**THE DATA**
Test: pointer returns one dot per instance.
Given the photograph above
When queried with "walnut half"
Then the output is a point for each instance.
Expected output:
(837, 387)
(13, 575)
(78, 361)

**EXERCISE REQUIREMENTS**
What is needed is an exact copy of every entry above.

**SOLUTION FOR THIS TASK**
Test: pointer returns one dot per instance.
Given the photograph above
When queried with "walnut half"
Then the output is a point for each instance.
Expected output:
(837, 387)
(13, 575)
(78, 361)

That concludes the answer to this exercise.